= DATA SUPPLIED =
= = = = = = =

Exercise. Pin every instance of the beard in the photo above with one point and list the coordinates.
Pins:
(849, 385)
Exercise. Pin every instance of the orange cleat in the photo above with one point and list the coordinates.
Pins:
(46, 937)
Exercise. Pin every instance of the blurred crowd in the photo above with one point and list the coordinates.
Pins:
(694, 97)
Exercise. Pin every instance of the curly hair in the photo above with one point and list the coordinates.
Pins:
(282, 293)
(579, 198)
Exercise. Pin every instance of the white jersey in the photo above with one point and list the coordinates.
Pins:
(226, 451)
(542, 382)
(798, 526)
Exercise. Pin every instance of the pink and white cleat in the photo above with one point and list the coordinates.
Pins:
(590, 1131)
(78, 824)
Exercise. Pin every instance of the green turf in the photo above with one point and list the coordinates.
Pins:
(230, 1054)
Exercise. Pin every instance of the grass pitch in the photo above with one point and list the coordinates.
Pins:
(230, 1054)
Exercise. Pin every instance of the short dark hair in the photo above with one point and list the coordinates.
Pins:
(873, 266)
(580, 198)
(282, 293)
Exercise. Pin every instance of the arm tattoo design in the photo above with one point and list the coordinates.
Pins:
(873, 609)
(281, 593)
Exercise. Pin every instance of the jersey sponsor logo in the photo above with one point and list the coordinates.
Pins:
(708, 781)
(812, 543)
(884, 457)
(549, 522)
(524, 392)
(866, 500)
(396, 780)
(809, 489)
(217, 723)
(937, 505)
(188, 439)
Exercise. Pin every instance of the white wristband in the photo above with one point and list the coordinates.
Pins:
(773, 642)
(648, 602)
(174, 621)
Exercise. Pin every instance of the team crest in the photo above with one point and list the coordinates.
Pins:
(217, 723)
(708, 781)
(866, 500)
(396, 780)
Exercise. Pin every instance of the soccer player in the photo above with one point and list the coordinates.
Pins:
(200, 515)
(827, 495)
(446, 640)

= = = = = = =

= GIVEN TASK =
Turn all of the records above into a Markdown table with two columns, Row and Line. Put the row number under Row and each line's text under Line, leaving out blank lines.

= FINAL ANSWER =
| Row | Line |
|---|---|
| 1 | Exercise. Pin every instance of the beard in the photo above with one point and list the coordinates. |
| 2 | Pins: |
| 3 | (849, 385) |
| 4 | Exercise. Pin every instance of the orange cleat in the photo above with one point and list the coordinates. |
| 5 | Pins: |
| 6 | (46, 937) |
| 7 | Exercise. Pin every instance of the blurred crowd in the photo above with one point and list the coordinates. |
| 8 | Pins: |
| 9 | (694, 97) |
| 10 | Exercise. Pin every instance of the curly hair in the photo above with one point and list the coordinates. |
| 11 | Pins: |
| 12 | (282, 293) |
| 13 | (579, 198) |
| 14 | Exercise. Pin every instance of the white jersey in the photo above with one point and list the coordinates. |
| 15 | Pins: |
| 16 | (226, 451) |
| 17 | (542, 382) |
| 18 | (798, 526) |
| 19 | Exercise. Pin every instance of the pink and white cleat in the photo above with one point and list the coordinates. |
| 20 | Pins: |
| 21 | (590, 1131) |
| 22 | (78, 824) |
| 23 | Exercise. Pin every instance of the green turf in the photo above with one point and list the coordinates. |
| 24 | Pins: |
| 25 | (230, 1054) |
| 26 | Exercise. Pin every instance of the grass pitch in the photo above with one point and list the coordinates. |
| 27 | Pins: |
| 28 | (230, 1054) |
| 29 | Exercise. Pin every instance of the short dark hair in the photo above with one point and list the coordinates. |
| 30 | Pins: |
| 31 | (873, 266) |
| 32 | (580, 198) |
| 33 | (282, 293) |
| 34 | Exercise. Pin every instance of the arm tattoo design in the photo above with one point and list the coordinates. |
| 35 | Pins: |
| 36 | (873, 609) |
| 37 | (281, 593) |
| 38 | Exercise. Pin every instance of the jersey sponsor logo in the photo above with one point and list the coordinates. |
| 39 | Pins: |
| 40 | (708, 781) |
| 41 | (812, 543) |
| 42 | (884, 457) |
| 43 | (549, 522) |
| 44 | (524, 392) |
| 45 | (866, 500) |
| 46 | (396, 780) |
| 47 | (809, 489) |
| 48 | (217, 723) |
| 49 | (937, 505) |
| 50 | (188, 439) |
| 51 | Exercise. Pin every instance of the white wristband in the photo above with one point and list the coordinates. |
| 52 | Pins: |
| 53 | (773, 642) |
| 54 | (648, 602) |
| 55 | (174, 621) |
| 56 | Exercise. Pin every instance of the team crest in the photo above with one point and list the coordinates. |
| 57 | Pins: |
| 58 | (217, 723) |
| 59 | (708, 781) |
| 60 | (866, 500) |
| 61 | (396, 780) |
| 62 | Exercise. Pin every instance of the soccer player in the photo above with one point and list the coordinates. |
| 63 | Pins: |
| 64 | (200, 515) |
| 65 | (827, 495) |
| 66 | (446, 640) |